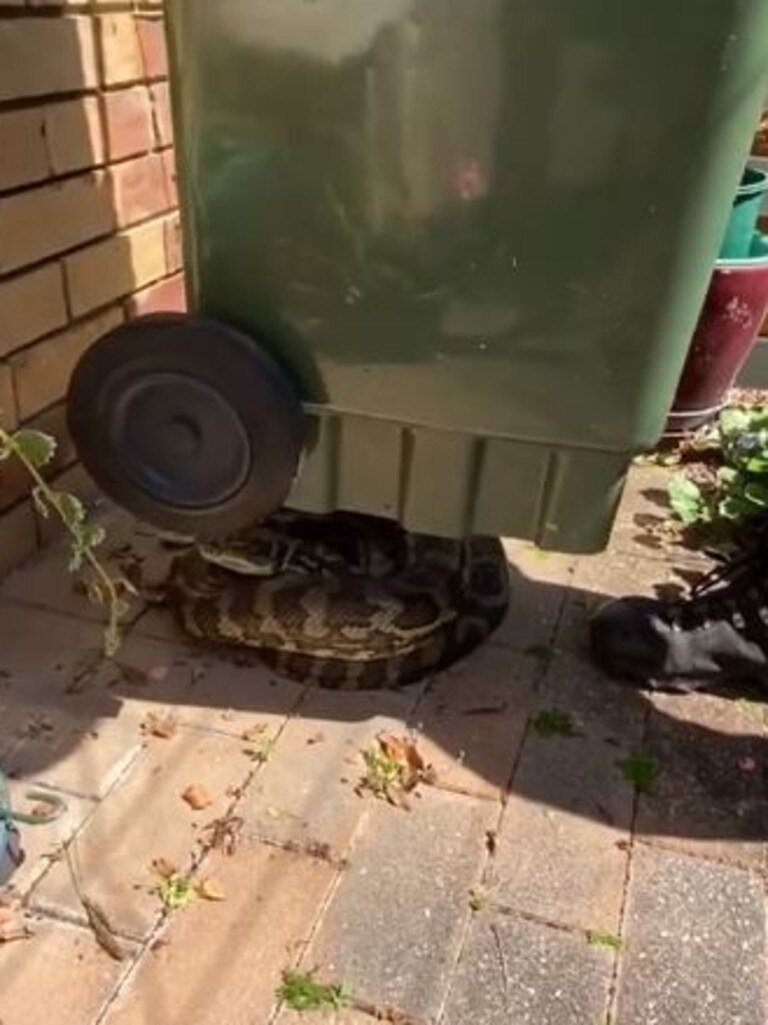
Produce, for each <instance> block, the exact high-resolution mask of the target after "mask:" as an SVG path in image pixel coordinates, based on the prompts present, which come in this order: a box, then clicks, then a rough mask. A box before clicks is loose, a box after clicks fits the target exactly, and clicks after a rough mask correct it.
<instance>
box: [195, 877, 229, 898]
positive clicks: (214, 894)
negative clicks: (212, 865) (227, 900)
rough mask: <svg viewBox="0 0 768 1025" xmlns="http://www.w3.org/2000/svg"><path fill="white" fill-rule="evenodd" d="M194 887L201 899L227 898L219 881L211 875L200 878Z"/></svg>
mask: <svg viewBox="0 0 768 1025" xmlns="http://www.w3.org/2000/svg"><path fill="white" fill-rule="evenodd" d="M195 889H196V890H197V894H198V897H202V898H203V900H227V894H226V893H225V892H224V890H223V888H221V885H220V883H219V881H218V880H217V879H214V878H213V877H212V876H208V877H207V878H204V879H201V880H200V881H199V883H198V885H197V886H196V887H195Z"/></svg>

**Work task:** Output nothing but the records above, word for word, with the pictures removed.

**Task answer:**
Produce, for each <instance> block, the exact high-resolution mask of the target after "mask:" as an SVG path in image pixel coordinates, based on the prompts present, which come in this order: a box, then clicks, then a rough mask. A box before clicks is loose, a box after clicks fits the target exactly, and clicks after a rough mask correct it.
<instance>
box: [195, 877, 229, 898]
positive clicks: (214, 894)
negative clicks: (212, 865) (227, 900)
rough mask: <svg viewBox="0 0 768 1025" xmlns="http://www.w3.org/2000/svg"><path fill="white" fill-rule="evenodd" d="M194 887L201 899L227 898L219 881L211 875L200 878Z"/></svg>
mask: <svg viewBox="0 0 768 1025" xmlns="http://www.w3.org/2000/svg"><path fill="white" fill-rule="evenodd" d="M195 889H196V890H197V894H198V897H202V898H203V900H227V894H226V893H225V892H224V890H223V888H221V885H220V883H219V881H218V880H217V879H214V878H213V877H212V876H208V877H207V878H204V879H201V880H200V881H199V883H198V885H197V886H196V887H195Z"/></svg>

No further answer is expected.